Supplied material START

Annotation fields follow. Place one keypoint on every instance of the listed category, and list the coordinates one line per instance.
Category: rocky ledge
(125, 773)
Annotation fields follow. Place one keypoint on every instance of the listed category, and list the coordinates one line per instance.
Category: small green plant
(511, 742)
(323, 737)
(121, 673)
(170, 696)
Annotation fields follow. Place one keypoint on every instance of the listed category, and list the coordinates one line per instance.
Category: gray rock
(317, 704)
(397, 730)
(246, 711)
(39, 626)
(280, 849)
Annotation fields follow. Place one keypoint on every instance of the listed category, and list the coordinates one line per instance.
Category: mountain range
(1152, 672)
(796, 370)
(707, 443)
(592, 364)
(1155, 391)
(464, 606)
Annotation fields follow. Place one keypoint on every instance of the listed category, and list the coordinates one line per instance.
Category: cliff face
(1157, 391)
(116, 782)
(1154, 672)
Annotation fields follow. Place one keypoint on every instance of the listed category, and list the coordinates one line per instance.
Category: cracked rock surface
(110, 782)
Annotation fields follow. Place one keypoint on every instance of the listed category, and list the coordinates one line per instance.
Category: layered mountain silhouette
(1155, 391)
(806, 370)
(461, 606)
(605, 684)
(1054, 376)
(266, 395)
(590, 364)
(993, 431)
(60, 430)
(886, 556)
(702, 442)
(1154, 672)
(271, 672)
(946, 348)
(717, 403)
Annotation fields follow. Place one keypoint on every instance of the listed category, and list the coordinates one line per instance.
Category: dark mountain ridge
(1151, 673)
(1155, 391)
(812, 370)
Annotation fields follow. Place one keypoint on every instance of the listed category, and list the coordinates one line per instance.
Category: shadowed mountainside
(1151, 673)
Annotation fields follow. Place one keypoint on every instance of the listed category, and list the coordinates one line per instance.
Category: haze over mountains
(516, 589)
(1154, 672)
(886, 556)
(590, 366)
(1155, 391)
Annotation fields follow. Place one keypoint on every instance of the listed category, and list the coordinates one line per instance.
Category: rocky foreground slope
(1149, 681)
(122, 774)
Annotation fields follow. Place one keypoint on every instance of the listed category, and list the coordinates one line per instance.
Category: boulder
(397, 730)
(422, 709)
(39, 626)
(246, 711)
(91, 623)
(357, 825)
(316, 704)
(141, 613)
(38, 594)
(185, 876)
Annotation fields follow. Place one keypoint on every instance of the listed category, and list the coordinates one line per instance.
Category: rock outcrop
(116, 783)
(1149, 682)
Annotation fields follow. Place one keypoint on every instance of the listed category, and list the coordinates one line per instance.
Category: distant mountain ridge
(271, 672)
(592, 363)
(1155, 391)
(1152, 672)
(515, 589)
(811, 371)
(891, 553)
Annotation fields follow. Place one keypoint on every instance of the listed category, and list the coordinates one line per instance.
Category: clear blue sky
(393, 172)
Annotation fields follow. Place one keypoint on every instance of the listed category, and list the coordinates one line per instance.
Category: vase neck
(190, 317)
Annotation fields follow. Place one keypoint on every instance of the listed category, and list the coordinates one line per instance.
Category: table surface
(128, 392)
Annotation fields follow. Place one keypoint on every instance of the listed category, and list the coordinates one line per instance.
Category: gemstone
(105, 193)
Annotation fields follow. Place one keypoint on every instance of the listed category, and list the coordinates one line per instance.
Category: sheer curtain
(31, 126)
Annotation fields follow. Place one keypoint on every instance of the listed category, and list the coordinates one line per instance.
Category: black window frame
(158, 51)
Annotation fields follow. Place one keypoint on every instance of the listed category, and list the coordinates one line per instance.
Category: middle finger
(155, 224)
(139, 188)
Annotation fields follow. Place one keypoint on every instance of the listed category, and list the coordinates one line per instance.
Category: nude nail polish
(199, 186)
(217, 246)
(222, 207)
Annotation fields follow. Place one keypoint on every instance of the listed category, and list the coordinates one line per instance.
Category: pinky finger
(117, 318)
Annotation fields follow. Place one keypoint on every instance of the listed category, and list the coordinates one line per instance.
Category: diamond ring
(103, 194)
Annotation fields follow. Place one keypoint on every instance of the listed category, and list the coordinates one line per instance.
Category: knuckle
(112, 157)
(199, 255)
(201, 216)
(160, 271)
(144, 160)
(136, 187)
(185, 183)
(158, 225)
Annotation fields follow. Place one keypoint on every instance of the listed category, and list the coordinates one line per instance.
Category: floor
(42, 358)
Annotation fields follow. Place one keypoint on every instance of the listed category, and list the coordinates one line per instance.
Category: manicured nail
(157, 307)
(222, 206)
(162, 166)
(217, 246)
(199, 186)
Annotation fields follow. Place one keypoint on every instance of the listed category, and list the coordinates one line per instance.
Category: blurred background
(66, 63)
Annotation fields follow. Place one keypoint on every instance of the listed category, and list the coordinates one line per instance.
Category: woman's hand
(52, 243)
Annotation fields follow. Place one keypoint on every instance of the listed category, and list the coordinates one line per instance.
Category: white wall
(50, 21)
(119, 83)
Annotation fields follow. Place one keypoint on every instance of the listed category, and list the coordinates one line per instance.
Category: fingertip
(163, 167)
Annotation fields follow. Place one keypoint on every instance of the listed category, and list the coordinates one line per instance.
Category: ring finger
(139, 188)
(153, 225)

Supplied material END

#### [Assignment]
Copy the records out again word for word.

#### [Response]
Annotation fields follow. Place one keypoint on every instance of the listed category, and list the coordinates one line per instance.
Category: rocky ledge
(125, 773)
Annotation fields follow. Place one keypoint on every instance of the listed category, and list the coordinates one line per instance.
Category: small green plant
(511, 742)
(323, 737)
(121, 673)
(170, 696)
Annotation fields follow. Place one keypoint on every instance of the listed category, and list the coordinates one line per instance.
Category: gray rock
(317, 704)
(397, 730)
(246, 711)
(39, 626)
(280, 849)
Annotation fields follow. Place one keypoint on every instance of the listed category, and list the coordinates one line per instance.
Category: mountain range
(1152, 672)
(796, 370)
(707, 443)
(592, 364)
(1155, 391)
(464, 606)
Annotation fields follow. Place one keypoint on every instance of the listed category, and list the coordinates one line per instance.
Category: cliff face
(1157, 391)
(116, 782)
(1154, 672)
Annotation fields follow. Place one keypoint on every instance of the listed category, and list the coordinates one line per instance.
Category: cracked rock surface
(110, 782)
Annotation fields follow. Place one keypoint on every instance of the listed category, and list the coordinates one line per instance.
Category: layered mountain silhouette
(1155, 391)
(806, 370)
(461, 606)
(605, 684)
(1054, 376)
(266, 395)
(590, 364)
(993, 431)
(60, 430)
(886, 556)
(702, 442)
(1154, 672)
(271, 672)
(946, 348)
(717, 403)
Annotation fields follow. Place one keypoint on every instance of the listed category, and list the coordinates one line per instance.
Category: dark mountain ridge
(1151, 673)
(1155, 391)
(812, 370)
Annotation fields follow. Place one keypoint on every instance of the listed category, and list the coordinates one line per instance.
Category: shadowed mountainside
(1151, 673)
Annotation fields follow. Place one keypoint on every instance of the listed category, and list the coordinates one line per instance.
Category: haze over mountains
(516, 589)
(1154, 672)
(886, 556)
(590, 366)
(1155, 391)
Annotation fields follow. Place one keypoint on every instance of the listed category, and list the coordinates one line per instance.
Category: rocky foreground slope
(1149, 681)
(122, 774)
Annotation fields follow. Place one keypoint on every instance of the listed category, and list the coordinates one line per instance.
Category: boulder
(397, 730)
(422, 709)
(39, 626)
(246, 711)
(91, 623)
(357, 825)
(316, 704)
(141, 613)
(38, 594)
(185, 876)
Annotation fields follow. Place one keypoint on every instance of the listed category, and list the coordinates one line per instance.
Category: rock outcrop
(116, 783)
(1149, 682)
Annotation fields follow. Place one keypoint on every instance of the listed category, and list the coordinates one line per instance.
Category: distant mountain ridge
(271, 672)
(592, 363)
(1155, 391)
(1152, 672)
(515, 589)
(811, 371)
(891, 553)
Annotation fields follow. Place one keypoint on every instance of the listed category, and list the coordinates one line per instance.
Category: clear blue sky
(393, 172)
Annotation fields follow. Place one keypoint on every instance of the listed category, and list the coordinates one line per instance.
Category: vase neck
(190, 317)
Annotation fields follow. Place one keypoint on every instance of the listed category, and list the coordinates one line per instance.
Category: table surface
(128, 392)
Annotation fields follow. Place one keypoint on every instance of the listed category, and list the coordinates one line per instance.
Category: gemstone
(105, 193)
Annotation fields follow. Place one keypoint on every instance of the listed category, and list the coordinates one line per instance.
Category: sheer curtain
(31, 126)
Annotation fields follow. Place one keypoint on every instance of the listed category, and list the coordinates one line per instance.
Category: black window frame
(158, 51)
Annotation fields follow. Place one keypoint on every instance of the listed category, and list the coordinates one line per instance.
Category: middle finger
(155, 224)
(139, 188)
Annotation fields follow. Place one keypoint on every instance of the listed category, and list the coordinates one line per instance.
Category: nude nail polish
(199, 186)
(217, 246)
(222, 207)
Annotation fields follow. Place one keypoint on every instance of the listed category, and list the coordinates one line per instance.
Category: pinky finger
(117, 318)
Annotation fields follow. Place one keypoint on every instance of the listed category, and list the coordinates one line per instance.
Category: diamond ring
(103, 194)
Annotation fields follow. Place one keypoint on every instance of the listed category, and list the coordinates one line per instance.
Category: knuckle
(112, 157)
(199, 255)
(201, 216)
(160, 271)
(144, 160)
(136, 187)
(185, 183)
(158, 225)
Annotation fields follow. Place one keypoint on every instance of the listed category, and list the coordinates one line per instance.
Category: floor
(42, 358)
Annotation fields follow. Place one keypoint on every instance of the listed category, and list the coordinates one line per instance.
Category: manicured nail
(157, 307)
(222, 206)
(162, 166)
(217, 246)
(199, 186)
Annotation fields follow. Place one keypoint on every instance of the listed category, and list the coordinates one line per instance.
Category: blurred background
(66, 63)
Annotation fields follow. Place one keypoint on every instance of the listed category, and list the coordinates one line per instance.
Category: woman's hand
(52, 243)
Annotation fields follow. Place one keypoint on every instance of the listed category, and list the coordinates one line per instance.
Category: white wall
(50, 21)
(119, 83)
Annotation fields follow. Place one keypoint on every instance of the listed category, and list the coordinates one line per instance.
Category: fingertip
(163, 167)
Annotation fields follow. Place one keypoint on every instance of the listed category, and list the coordinates one line per instance.
Category: ring finger
(139, 188)
(153, 225)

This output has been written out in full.